> [TASK]
Each record is to be printed again exactly, though not its pictures.

--- START ---

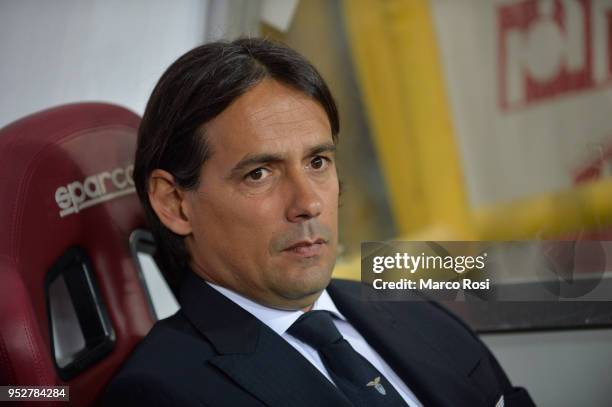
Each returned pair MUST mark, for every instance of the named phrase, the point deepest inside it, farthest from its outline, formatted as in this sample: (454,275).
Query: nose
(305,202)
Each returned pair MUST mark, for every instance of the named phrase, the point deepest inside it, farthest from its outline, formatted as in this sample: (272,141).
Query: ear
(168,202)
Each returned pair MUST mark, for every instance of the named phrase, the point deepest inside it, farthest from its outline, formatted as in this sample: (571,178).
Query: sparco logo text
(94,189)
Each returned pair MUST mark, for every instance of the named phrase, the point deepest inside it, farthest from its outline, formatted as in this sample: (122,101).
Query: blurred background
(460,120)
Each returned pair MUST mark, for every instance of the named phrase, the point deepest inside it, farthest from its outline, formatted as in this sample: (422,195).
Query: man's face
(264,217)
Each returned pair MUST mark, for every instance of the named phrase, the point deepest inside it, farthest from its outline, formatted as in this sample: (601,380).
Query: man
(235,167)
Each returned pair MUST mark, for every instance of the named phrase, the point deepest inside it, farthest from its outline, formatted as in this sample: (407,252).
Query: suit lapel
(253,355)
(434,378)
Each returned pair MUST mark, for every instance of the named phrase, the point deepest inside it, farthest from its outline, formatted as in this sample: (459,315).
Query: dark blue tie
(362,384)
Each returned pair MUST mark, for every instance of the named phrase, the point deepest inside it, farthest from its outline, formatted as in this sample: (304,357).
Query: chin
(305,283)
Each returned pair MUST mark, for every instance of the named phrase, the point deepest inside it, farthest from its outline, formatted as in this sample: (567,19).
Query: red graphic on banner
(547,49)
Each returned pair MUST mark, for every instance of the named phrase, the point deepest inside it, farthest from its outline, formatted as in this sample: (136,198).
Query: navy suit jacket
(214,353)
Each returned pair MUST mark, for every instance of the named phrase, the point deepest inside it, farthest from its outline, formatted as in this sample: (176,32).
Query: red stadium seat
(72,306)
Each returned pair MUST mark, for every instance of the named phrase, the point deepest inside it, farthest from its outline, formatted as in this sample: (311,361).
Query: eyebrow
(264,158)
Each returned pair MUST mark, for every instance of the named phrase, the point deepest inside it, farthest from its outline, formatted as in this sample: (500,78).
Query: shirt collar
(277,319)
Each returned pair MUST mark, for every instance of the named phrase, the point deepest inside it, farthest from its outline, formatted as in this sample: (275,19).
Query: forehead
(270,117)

--- END ---

> [EXPECTED ANSWER]
Each returned pair MUST mark, for every instance of the named phrase, the point deepest inside it, farthest from its outline, formatted as in this sample: (454,275).
Query: nose
(305,202)
Each returned pair MUST mark, for every instance of the named phrase, the point deepest inside it, farthest from its outline, formatted as in this sample: (272,141).
Query: ear
(168,202)
Each returned pair MUST mark, for every instance of the named phrase, the point deepest inside it, farthest from its outline, formatted as in this sample: (571,178).
Query: sparco logo text
(94,189)
Each returned pair MUST mark, for every instance of the named phrase, the point deepest inside it, farthest from its outline, formatted as in this sample: (122,101).
Query: blurred background
(460,120)
Each returned pair MUST mark, for every instance of the named phrase, the point deepest inside it, farthest from its outline, formatted as in this sample: (422,195).
Query: man's face
(264,217)
Each returned pair MUST mark, for every instance of the named phrase, the point deepest inside it, farthest from its outline, formatted as in this sample: (601,380).
Query: man
(235,167)
Each returned pair MUST mark, for every instance of the named phrase, the point deepest inside it, farthest from its outline, formatted as in this sample: (407,252).
Query: suit lapel
(253,355)
(434,378)
Each returned pair MUST mark, for every instance of the named phrase, the point deepest inside it, farthest from its outline, formatted as in this sample: (459,315).
Query: dark blue tie
(362,384)
Each returned pair MUST mark, for every instance of the named phrase, the point deepest inside it, farthest from its outline, formatted as in this sample: (304,357).
Query: chin
(305,283)
Each returned pair MUST mark, for every instance of the named phrase, the point deepest inside it, farthest from its outline, formatted as in this sample: (567,19).
Query: red graphic on banner
(547,49)
Each returned pair MUST mark, for every instance of the named phrase, the point deepest inside it, farthest from its outline, formatted as in this sample: (136,198).
Query: navy suit jacket
(214,353)
Each returned pair MUST mark, for every instance of the named phrase, the point deepest inside it, farthest from its outline, formatted as in this sample: (176,32).
Query: red stadium seat
(72,306)
Each returned pair MUST mark, for every instance of the named phrase, the point deepest inside it, farthest from its outline, formatted as in this sample: (311,361).
Query: eyebrow
(264,158)
Each returned pair MUST mark, for every instance of the named phrase, the point deepest inside it, farthest from its outline, formatted as in this sample: (500,78).
Query: shirt collar
(277,319)
Each returned pair MUST mark, for every instance of the named phrase, the point deepest inside it, farthest from its outline, formatted as in this sample: (275,19).
Query: forehead
(270,117)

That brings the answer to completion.